◆ GESTELLTE AUFGABE ◆
Schreiben Sie alle folgenden Datensätze Zeile für Zeile wortgetreu ab, lassen Sie dabei aber die Bilder weg.

Auszüge aus Daten zur Punktmarkierung
☆ ☆ ☆

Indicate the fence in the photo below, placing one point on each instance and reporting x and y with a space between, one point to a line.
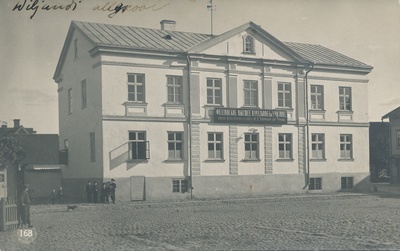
8 214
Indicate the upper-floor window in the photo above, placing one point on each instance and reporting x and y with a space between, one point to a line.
215 145
70 101
284 95
248 44
346 146
317 97
318 145
285 145
214 91
251 146
250 93
345 98
92 147
83 94
136 90
175 145
174 86
138 146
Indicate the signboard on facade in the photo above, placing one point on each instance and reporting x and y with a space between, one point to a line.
250 116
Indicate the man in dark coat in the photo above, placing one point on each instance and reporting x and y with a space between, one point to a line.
113 187
25 202
89 192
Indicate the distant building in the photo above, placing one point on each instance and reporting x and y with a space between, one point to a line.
394 121
173 114
379 151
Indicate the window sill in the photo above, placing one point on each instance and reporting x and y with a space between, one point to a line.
214 161
174 161
318 160
346 160
137 160
284 160
250 160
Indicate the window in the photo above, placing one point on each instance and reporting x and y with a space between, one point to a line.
248 44
346 146
92 147
344 98
284 95
138 146
83 94
70 101
174 86
318 146
250 93
175 145
251 146
179 186
75 49
315 184
317 97
214 91
346 182
285 145
215 145
136 87
398 138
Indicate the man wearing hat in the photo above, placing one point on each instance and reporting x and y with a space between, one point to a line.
25 202
113 186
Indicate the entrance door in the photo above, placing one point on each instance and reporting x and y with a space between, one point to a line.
137 188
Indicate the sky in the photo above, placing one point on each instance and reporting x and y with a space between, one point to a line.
31 42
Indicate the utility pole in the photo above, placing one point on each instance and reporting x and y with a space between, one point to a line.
210 7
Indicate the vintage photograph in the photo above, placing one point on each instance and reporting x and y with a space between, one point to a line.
200 125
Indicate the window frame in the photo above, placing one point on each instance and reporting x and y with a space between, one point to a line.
346 143
135 85
175 142
213 89
177 89
345 105
315 92
318 143
282 102
285 143
137 144
214 142
251 143
253 101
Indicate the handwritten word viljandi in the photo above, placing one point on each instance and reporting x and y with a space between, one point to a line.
116 7
35 5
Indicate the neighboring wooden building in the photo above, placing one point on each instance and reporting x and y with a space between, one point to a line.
172 114
394 121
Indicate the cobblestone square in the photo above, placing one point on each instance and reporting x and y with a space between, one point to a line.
311 222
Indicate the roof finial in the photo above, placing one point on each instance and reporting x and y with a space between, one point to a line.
210 6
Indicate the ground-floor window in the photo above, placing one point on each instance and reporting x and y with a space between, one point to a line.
179 186
315 184
346 182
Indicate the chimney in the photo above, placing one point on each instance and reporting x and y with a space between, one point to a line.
168 25
16 123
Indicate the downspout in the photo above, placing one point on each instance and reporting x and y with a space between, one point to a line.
307 129
189 126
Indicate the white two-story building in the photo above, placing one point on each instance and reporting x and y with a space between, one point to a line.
172 114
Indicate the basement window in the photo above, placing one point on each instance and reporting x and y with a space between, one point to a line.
315 184
346 183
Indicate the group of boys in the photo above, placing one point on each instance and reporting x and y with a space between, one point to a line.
106 191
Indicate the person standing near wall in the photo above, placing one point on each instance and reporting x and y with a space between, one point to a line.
89 192
25 202
113 187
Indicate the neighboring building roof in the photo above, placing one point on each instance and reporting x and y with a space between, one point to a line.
393 114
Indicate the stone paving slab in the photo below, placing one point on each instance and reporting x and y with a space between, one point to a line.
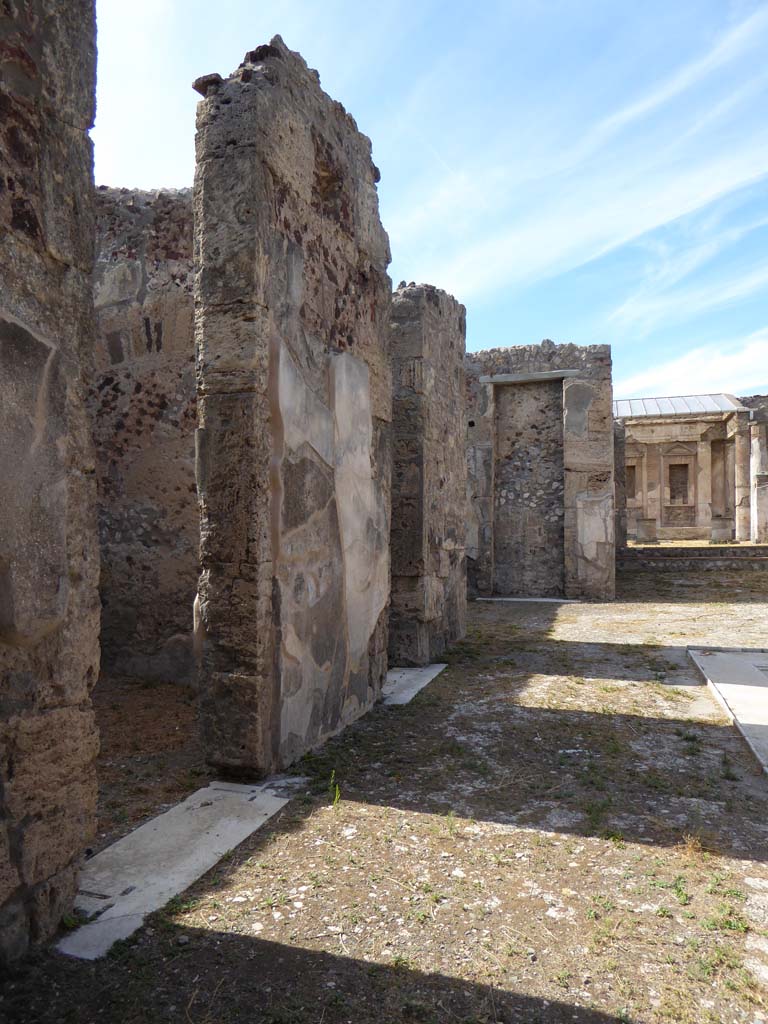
530 600
161 858
402 684
738 679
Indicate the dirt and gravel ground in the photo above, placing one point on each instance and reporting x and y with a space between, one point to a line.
561 827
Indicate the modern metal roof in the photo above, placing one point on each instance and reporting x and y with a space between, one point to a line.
686 404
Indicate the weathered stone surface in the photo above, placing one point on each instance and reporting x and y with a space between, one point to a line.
620 482
541 472
142 404
294 388
48 546
429 475
758 466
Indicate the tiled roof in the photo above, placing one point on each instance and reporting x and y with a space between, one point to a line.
686 404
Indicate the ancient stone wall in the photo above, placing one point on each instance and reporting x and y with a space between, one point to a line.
429 475
141 402
519 494
48 544
295 396
528 488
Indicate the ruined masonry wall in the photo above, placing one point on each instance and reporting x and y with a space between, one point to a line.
294 386
429 475
587 495
48 545
142 404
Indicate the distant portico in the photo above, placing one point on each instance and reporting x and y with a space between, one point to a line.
687 462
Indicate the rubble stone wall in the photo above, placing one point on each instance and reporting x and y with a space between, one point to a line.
429 475
295 397
528 507
48 544
504 414
142 404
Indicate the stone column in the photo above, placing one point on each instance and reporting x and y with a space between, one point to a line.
741 483
49 607
704 484
429 475
759 474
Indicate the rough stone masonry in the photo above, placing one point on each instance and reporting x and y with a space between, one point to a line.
429 475
141 401
48 544
294 389
541 471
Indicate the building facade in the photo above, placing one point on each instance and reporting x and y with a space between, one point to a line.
687 467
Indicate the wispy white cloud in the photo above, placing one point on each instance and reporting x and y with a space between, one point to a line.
731 367
744 36
521 218
686 303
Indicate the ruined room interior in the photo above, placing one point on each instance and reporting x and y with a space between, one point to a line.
285 561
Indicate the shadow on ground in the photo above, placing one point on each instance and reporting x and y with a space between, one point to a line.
206 977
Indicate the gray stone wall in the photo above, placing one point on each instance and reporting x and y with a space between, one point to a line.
586 502
429 475
48 545
142 404
528 488
295 395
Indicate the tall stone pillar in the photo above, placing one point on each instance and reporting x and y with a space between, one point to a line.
429 475
704 484
741 478
295 406
759 474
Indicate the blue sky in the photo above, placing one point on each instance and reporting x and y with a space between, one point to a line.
579 170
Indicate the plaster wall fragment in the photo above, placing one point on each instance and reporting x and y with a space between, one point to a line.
49 611
294 389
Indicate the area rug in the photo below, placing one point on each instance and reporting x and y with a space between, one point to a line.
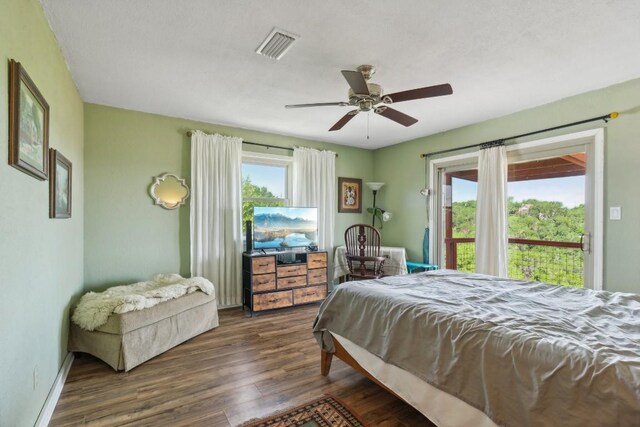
324 412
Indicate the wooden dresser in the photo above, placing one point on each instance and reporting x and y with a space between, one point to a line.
283 279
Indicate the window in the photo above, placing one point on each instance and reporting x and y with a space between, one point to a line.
266 181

☆ ☆ ☆

◆ ANTWORT ZUR AUFGABE ◆
Indicate the fence in the photo below, placing one point on each instance and reporting x and y with a space between, one point to a line.
8 214
Indicate the upper-floor window in the photo above, placing one point on each instance and reporting x and y with a space between, one point to a line.
215 145
70 101
284 95
248 44
346 146
317 97
318 145
285 145
214 91
251 146
250 93
345 98
92 147
83 94
136 90
175 145
174 86
138 146
Indicate the signboard on facade in the photo above, placing one point on each instance and reporting x and y with a space between, one point to a line.
250 116
Indicate the man in dark coat in the photo above, placing one point on each instance and reporting x and y with a space between, one point to a line.
113 187
25 202
89 192
Indicate the distant building in the photo above, placing one point on each instance and reporting x and y with a space between, one point to a line.
394 121
173 114
379 151
Indicate the window sill in the photo above, placing one point on each instance and reporting x and y with a space between, one point to a line.
214 161
174 161
318 160
346 160
137 160
284 160
250 160
Indicate the window in the photo above, placing one point on each instance and reporting x and y with a space between, one point to a line.
248 44
346 146
92 147
344 98
284 95
138 146
83 94
70 101
174 86
318 146
250 93
175 145
251 146
179 186
75 49
315 184
317 97
214 91
346 182
285 145
215 145
136 87
398 138
Indicate the man wearing hat in the photo above, placing one point on each instance and reporting x and y with a space between, one point to a line.
25 202
113 186
Indicate the entrance door in the photo above, placing one point on each instance and reporting x and y with a space between, one point to a line.
137 188
Indicate the sky in the photo above, placing one point on each instance and reporting x and y with a space between, one point to a line.
31 42
Indicate the utility pole in the photo above, placing one point on each instance and reporting x and y with a space between, one point to a line.
210 7
Indicate the vintage photograph in the photo above, placing one point on each instance and reporting x and y with a space between, one point to a line.
200 125
Indicate the window frame in the photo above, placing one point on each instance and reporting x and y with a space between, one point to a line.
346 143
135 85
175 142
213 89
177 89
345 105
315 92
318 143
282 102
285 143
137 144
214 142
251 143
253 101
Indicate the handwritten word viljandi in the photo above, placing one point on each instance and reporting x and y with a space between, one point to a line.
116 7
35 5
Indicate the neighboring wooden building in the photo above, placing one point on each instance and reporting x and y with a space between, one point to a line.
172 114
394 121
Indicate the cobblestone square in the photo above, placing one point on each instance and reporting x and y with a space between, one point to a line.
311 222
Indicate the roof finial in the photo above, placing one point on each instance and reporting x and y with a space between, one point to a line.
210 6
Indicate the ground-floor window in the photo above, placing one point on each instance and reporting x and y with a space between, one point to a line.
179 186
315 184
346 182
Indicate the chimney in the photo above, placing one point on each instance and reporting x and y with a space between, one point to a line.
168 25
16 123
Indicate the downspout in the photo above, placing one point on each instance and reporting x and y with a space between, one point to a line.
307 129
189 126
Indicate the white two-story building in the photo above, placing one point on each instance and reporting x and y with a space between, one point to a line.
172 114
Indicate the basement window in the photo above, placing one point on each instance and reporting x and y with a space between, one point to a line.
315 184
346 183
Indicate the group of boys in the photo above, placing one point on each instance and reporting x and y with a space between, one point to a line.
106 191
Indicate the person standing near wall in the photo above, placing one point on each instance and reporting x and y with a space between, one point to a line.
89 192
25 202
113 187
Indicate the neighboring building roof in the photo above, placing one point on each instance and reporting x and y with a space between, one point to a line.
393 114
Indicate the stone paving slab in the photo below, placing one point on each instance and reporting x and y with a space between, one point to a line.
530 600
161 858
402 684
738 679
Indicate the dirt and gravel ground in the photo above, placing one point on each instance and reporting x and y with a space between, one point to a line.
561 827
Indicate the modern metal roof in the photo above, placing one point on each instance and reporting x and y with a space between, one point to a line.
686 404
Indicate the weathered stone surface in the photo above, placing one point on each instance and reporting x and y with a space between, one point to a line.
620 482
541 472
142 404
294 388
48 546
429 475
758 466
Indicate the tiled roof in the photo above, placing one point on each instance and reporting x and y with a space between, one point to a line.
686 404
Indicate the ancient stone wall in the photo above, placing one point on each instance and reporting x and y with a space between, one point to a line.
429 475
141 402
519 494
48 544
295 396
528 488
Indicate the ruined masonry wall in the photo above, placing one point on each instance and reporting x and y with a space between, one point to a line.
294 386
429 475
587 495
48 545
142 404
Indicate the distant portico in the photo above, placing one point on each instance and reporting x and y with a space between, one point to a line.
687 462
Indicate the rubble stone wall in the photo above, placing one point on each instance and reporting x and y with a space between, one point to a line.
429 475
295 397
528 507
48 544
504 414
142 404
Indicate the stone column in the photo above, placing one point on each instance and reporting x and y with a space between, one point to a line.
741 483
49 607
704 484
429 475
759 474
Indicate the rough stone masonry in the photo above, placing one point on each instance and reporting x and y with a space between, one point to a line.
429 475
141 401
48 544
294 389
541 471
Indicate the building facade in the photo above, placing one point on each instance and reporting x and y with a space between, one point to a line.
687 467
Indicate the wispy white cloud in the photo above, placing one point on each instance and reporting x and y with a space between, one point to a line.
731 367
744 36
521 218
686 303
Indicate the ruined room interior in the photo above, placing one point on each instance and reporting x and y with a space between, one point to a line.
285 561
Indicate the shadow on ground in the photo above, placing one point on each instance and reporting x and y with a space between, one point to a line.
206 977
Indicate the gray stone wall in the photo above, placing one point on each instance and reporting x and y with a space between, one point to a line.
586 502
429 475
48 545
142 404
528 488
295 395
Indicate the tall stone pillar in the photo above, placing one point on each instance and reporting x and y with a space between, one point to a line.
429 475
704 484
741 478
295 406
759 474
Indicate the blue sky in the photo above, placing one point on each instance and reporting x and y with a space between, one point to a line.
579 170
Indicate the plaster wall fragment in the photo above, placing one point on each instance and reporting x and y with a space between, one point to a line.
49 611
294 389
Indicate the area rug in the photo below, placing one point on each instance and reporting x and y with a space between, one point to a line.
324 412
Indicate the wooden dresser in the photo above, placing one point on each instance and reporting x and y with a space between, one point to a line.
283 279
Indicate the window in the photo above, placing one point on each instance and reporting x and y with a space between, one point to a line.
266 181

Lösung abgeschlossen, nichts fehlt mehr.